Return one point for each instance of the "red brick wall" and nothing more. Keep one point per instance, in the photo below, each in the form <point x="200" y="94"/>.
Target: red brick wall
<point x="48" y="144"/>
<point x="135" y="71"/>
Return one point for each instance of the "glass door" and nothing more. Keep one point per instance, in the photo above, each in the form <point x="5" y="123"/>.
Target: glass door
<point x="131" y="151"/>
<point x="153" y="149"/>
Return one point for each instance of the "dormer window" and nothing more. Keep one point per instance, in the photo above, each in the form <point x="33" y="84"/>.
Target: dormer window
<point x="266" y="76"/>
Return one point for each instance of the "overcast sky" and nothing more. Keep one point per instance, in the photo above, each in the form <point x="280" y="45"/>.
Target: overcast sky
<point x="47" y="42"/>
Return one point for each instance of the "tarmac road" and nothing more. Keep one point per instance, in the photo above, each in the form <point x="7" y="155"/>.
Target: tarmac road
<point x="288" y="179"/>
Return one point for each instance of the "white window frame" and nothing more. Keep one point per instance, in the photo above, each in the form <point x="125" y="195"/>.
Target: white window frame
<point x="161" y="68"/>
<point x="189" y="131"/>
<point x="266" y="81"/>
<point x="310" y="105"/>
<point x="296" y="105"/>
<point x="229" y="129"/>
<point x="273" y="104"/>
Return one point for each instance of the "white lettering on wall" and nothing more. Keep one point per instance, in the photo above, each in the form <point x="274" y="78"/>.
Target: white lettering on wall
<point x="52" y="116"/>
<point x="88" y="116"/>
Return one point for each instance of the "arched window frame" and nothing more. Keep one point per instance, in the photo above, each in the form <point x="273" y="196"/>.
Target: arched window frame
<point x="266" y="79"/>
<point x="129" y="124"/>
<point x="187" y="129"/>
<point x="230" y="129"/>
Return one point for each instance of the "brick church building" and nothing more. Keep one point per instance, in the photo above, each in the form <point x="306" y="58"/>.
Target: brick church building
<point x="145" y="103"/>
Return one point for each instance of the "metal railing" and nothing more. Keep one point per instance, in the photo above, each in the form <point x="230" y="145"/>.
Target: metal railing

________________

#### The exercise:
Please pick out each line of the entries above that contains the word "railing" and copy those lines out in full. Case matters.

#### Final result:
Return one point for each instance of the "metal railing" and nothing more. Keep one point per instance, in the photo above, each in the form <point x="230" y="145"/>.
Target: metal railing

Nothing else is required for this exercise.